* START DATA IN THIS EXERCISE *
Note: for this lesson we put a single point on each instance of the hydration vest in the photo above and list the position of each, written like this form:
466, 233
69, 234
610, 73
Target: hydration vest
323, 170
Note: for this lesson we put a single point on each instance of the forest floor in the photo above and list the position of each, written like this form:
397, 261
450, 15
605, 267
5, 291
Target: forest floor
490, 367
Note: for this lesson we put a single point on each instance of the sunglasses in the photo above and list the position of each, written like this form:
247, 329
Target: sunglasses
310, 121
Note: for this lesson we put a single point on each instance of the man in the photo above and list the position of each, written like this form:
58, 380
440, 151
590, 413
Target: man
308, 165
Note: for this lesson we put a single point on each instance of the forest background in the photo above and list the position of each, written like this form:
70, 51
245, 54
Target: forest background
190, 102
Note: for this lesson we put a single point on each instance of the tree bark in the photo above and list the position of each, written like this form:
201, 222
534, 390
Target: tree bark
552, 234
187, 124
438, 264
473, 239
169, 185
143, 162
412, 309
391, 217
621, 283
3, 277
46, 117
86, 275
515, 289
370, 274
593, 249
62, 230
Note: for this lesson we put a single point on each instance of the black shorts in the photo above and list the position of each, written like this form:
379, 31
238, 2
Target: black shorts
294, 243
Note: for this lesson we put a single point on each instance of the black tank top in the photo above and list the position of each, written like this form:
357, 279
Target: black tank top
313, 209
* END DATA IN THIS EXERCISE *
AIM: Return the listing above in its exact form.

THE RESULT:
Note: for this lesson we put a single point on each instance of the hydration vest in the photo above and list the position of each, written like this form:
466, 233
69, 234
610, 73
Target: hydration vest
323, 170
Note: for this lesson we put a single point on each instance of the forest floor in the photo above and list the position of each, written like this form:
397, 261
450, 15
605, 267
5, 291
Target: forest floor
490, 367
Note: for this lesson we put a single point on each instance of the sunglasses in the photo above and list the position of each, written like this form:
247, 329
Target: sunglasses
310, 121
Note: for this lesson we put a single point on each instance of the man in the photo above and list the position of each, written like this form:
58, 380
440, 151
590, 413
Target: man
308, 165
Note: for this lesson we put a single point on each instance of the forest background in the photo above and list the position of each, written like this form:
70, 51
245, 54
Target: forest background
190, 102
Note: for this lesson we put a single point on each instance of the tree bark in the photo above and list the position of each, written like this form:
201, 222
534, 390
Target: tree bark
552, 234
187, 124
438, 264
473, 239
169, 185
143, 162
412, 309
391, 217
621, 283
3, 277
46, 117
86, 275
515, 289
370, 274
593, 249
62, 230
Note: for this lesson we put a single point on each instance of the black shorts in the photo above and list the position of each, written like this form:
379, 31
238, 2
Target: black shorts
294, 243
Note: for this lesson we put a single point on each instance of the black tank top in the photo above and list the position of each, written like this form:
357, 279
Target: black tank top
313, 209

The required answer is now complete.